_WHAT YOU NEED TO DO_.
Repeat back the entries that follow, keeping every word as it is.

○ ○ ○ ○ ○

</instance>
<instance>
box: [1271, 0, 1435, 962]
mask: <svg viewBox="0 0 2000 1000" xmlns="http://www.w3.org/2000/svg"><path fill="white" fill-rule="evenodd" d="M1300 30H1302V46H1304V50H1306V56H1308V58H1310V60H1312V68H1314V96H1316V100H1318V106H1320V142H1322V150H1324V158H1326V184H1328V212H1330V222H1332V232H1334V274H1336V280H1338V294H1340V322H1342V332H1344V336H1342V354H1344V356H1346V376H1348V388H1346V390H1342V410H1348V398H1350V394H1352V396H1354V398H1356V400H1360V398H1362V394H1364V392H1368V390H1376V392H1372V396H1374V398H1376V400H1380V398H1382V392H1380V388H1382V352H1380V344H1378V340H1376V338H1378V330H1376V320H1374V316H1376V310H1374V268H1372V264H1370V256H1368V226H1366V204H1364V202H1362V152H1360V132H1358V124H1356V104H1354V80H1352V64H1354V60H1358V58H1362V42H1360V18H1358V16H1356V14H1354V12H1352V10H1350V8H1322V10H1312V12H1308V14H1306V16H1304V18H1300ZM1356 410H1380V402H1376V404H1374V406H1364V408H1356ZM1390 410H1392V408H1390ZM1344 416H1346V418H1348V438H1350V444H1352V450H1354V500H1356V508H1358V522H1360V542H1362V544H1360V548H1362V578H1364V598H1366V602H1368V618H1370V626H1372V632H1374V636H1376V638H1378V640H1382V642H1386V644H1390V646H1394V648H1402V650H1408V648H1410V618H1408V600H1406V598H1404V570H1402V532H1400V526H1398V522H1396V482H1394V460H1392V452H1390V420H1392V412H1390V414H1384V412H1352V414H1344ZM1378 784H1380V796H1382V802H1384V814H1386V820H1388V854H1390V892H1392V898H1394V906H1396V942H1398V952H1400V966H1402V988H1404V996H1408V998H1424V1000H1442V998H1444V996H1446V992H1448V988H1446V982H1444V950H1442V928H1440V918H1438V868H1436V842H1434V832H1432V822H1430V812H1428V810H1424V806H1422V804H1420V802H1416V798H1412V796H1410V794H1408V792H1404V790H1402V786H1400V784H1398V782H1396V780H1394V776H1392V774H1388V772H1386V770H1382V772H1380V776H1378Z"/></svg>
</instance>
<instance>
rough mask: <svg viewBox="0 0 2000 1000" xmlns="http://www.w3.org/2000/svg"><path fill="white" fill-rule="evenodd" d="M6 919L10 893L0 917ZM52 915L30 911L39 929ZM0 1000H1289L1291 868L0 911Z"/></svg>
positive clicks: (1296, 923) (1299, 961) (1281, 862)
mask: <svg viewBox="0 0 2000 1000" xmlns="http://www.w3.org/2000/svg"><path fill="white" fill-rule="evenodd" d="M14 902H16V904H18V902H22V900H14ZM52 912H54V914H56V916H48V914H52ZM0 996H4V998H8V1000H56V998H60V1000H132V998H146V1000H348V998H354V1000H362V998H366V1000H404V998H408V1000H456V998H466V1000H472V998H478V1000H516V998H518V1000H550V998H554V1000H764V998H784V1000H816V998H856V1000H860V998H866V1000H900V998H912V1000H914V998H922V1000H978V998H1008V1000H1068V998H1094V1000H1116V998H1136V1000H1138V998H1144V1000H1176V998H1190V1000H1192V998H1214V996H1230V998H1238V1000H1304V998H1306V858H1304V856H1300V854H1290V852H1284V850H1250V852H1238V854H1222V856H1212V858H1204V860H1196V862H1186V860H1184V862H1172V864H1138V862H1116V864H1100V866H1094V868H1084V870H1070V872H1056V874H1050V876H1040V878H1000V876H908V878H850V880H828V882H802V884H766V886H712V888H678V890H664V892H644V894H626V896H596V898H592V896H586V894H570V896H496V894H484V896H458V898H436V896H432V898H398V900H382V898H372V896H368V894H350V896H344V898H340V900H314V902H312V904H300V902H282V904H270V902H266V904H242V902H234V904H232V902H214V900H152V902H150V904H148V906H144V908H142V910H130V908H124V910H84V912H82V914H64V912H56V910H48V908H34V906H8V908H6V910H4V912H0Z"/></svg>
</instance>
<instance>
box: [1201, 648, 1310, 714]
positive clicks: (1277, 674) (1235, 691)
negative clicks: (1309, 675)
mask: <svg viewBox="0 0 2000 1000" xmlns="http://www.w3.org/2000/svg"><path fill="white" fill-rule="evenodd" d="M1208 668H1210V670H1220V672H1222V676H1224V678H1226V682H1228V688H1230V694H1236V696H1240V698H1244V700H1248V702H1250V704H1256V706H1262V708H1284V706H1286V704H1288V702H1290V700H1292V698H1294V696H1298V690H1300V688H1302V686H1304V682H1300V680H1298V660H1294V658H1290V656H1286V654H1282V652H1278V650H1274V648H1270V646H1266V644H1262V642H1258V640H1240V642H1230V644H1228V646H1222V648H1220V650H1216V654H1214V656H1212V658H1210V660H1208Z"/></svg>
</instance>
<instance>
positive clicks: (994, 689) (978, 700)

○ ○ ○ ○ ○

_COMPLETED EXERCISE_.
</instance>
<instance>
box: [1271, 0, 1435, 962]
mask: <svg viewBox="0 0 2000 1000" xmlns="http://www.w3.org/2000/svg"><path fill="white" fill-rule="evenodd" d="M1300 30H1302V46H1304V50H1306V56H1308V58H1310V60H1312V68H1314V96H1316V100H1318V106H1320V142H1322V150H1324V158H1326V184H1328V212H1330V222H1332V232H1334V274H1336V280H1338V294H1340V322H1342V332H1344V336H1342V354H1344V356H1346V376H1348V388H1346V390H1342V410H1348V398H1350V394H1352V396H1354V398H1356V400H1360V398H1362V394H1364V392H1368V390H1376V392H1372V396H1374V398H1376V400H1380V398H1382V392H1380V388H1382V352H1380V344H1378V340H1376V338H1378V330H1376V320H1374V316H1376V310H1374V268H1372V264H1370V256H1368V226H1366V204H1364V202H1362V152H1360V132H1358V124H1356V104H1354V80H1352V64H1354V60H1358V58H1362V42H1360V18H1358V16H1356V14H1354V12H1352V10H1350V8H1322V10H1312V12H1308V14H1306V16H1304V18H1300ZM1356 410H1380V402H1376V404H1374V406H1364V408H1356ZM1390 410H1392V408H1390ZM1344 416H1346V418H1348V438H1350V444H1352V450H1354V500H1356V508H1358V522H1360V542H1362V544H1360V548H1362V578H1364V598H1366V602H1368V618H1370V626H1372V632H1374V636H1376V638H1378V640H1382V642H1386V644H1390V646H1394V648H1402V650H1408V648H1410V618H1408V600H1406V598H1404V570H1402V532H1400V526H1398V522H1396V482H1394V460H1392V452H1390V420H1392V412H1390V414H1384V412H1352V414H1344ZM1378 784H1380V796H1382V802H1384V814H1386V820H1388V854H1390V892H1392V898H1394V906H1396V942H1398V952H1400V966H1402V988H1404V996H1408V998H1424V1000H1442V998H1444V996H1446V992H1448V988H1446V982H1444V950H1442V928H1440V918H1438V868H1436V842H1434V832H1432V822H1430V812H1428V810H1424V806H1422V804H1420V802H1416V798H1412V796H1410V794H1408V792H1404V790H1402V786H1400V784H1398V782H1396V780H1394V776H1392V774H1388V772H1386V770H1382V772H1380V776H1378Z"/></svg>
</instance>
<instance>
rough mask: <svg viewBox="0 0 2000 1000" xmlns="http://www.w3.org/2000/svg"><path fill="white" fill-rule="evenodd" d="M6 919L10 893L0 917ZM52 915L30 911L39 929ZM0 1000H1289L1291 868L0 911Z"/></svg>
positive clicks: (1296, 923) (1299, 961) (1281, 862)
mask: <svg viewBox="0 0 2000 1000" xmlns="http://www.w3.org/2000/svg"><path fill="white" fill-rule="evenodd" d="M14 902H16V904H18V902H22V900H14ZM52 912H54V914H56V916H48V914H52ZM0 996H4V998H8V1000H56V998H60V1000H132V998H146V1000H348V998H354V1000H362V998H366V1000H404V998H408V1000H456V998H466V1000H472V998H478V1000H516V998H518V1000H550V998H554V1000H764V998H784V1000H816V998H856V1000H860V998H866V1000H900V998H912V1000H914V998H922V1000H978V998H1008V1000H1068V998H1094V1000H1116V998H1136V1000H1138V998H1144V1000H1176V998H1190V1000H1192V998H1214V996H1230V998H1238V1000H1304V998H1306V858H1304V856H1300V854H1290V852H1284V850H1250V852H1238V854H1222V856H1212V858H1204V860H1196V862H1186V860H1184V862H1172V864H1138V862H1116V864H1100V866H1094V868H1084V870H1070V872H1056V874H1050V876H1040V878H1000V876H908V878H850V880H828V882H802V884H766V886H712V888H678V890H664V892H644V894H626V896H596V898H592V896H586V894H570V896H496V894H484V896H458V898H436V896H432V898H398V900H382V898H372V896H368V894H350V896H344V898H340V900H314V902H312V904H300V902H282V904H270V902H266V904H242V902H234V904H232V902H214V900H152V902H150V904H148V906H144V908H142V910H130V908H124V910H84V912H82V914H64V912H56V910H48V908H34V906H8V908H6V910H4V912H0Z"/></svg>
</instance>
<instance>
box: [1201, 648, 1310, 714]
positive clicks: (1277, 674) (1235, 691)
negative clicks: (1309, 675)
mask: <svg viewBox="0 0 2000 1000" xmlns="http://www.w3.org/2000/svg"><path fill="white" fill-rule="evenodd" d="M1208 668H1210V670H1220V672H1222V676H1224V678H1226V682H1228V688H1230V694H1236V696H1240V698H1244V700H1248V702H1250V704H1256V706H1262V708H1284V706H1286V704H1288V702H1290V700H1292V698H1294V696H1298V690H1300V688H1302V686H1304V682H1300V680H1298V660H1294V658H1290V656H1286V654H1282V652H1278V650H1274V648H1270V646H1266V644H1262V642H1258V640H1240V642H1230V644H1228V646H1222V648H1220V650H1216V654H1214V656H1212V658H1210V660H1208Z"/></svg>
</instance>
<instance>
positive clicks: (994, 689) (978, 700)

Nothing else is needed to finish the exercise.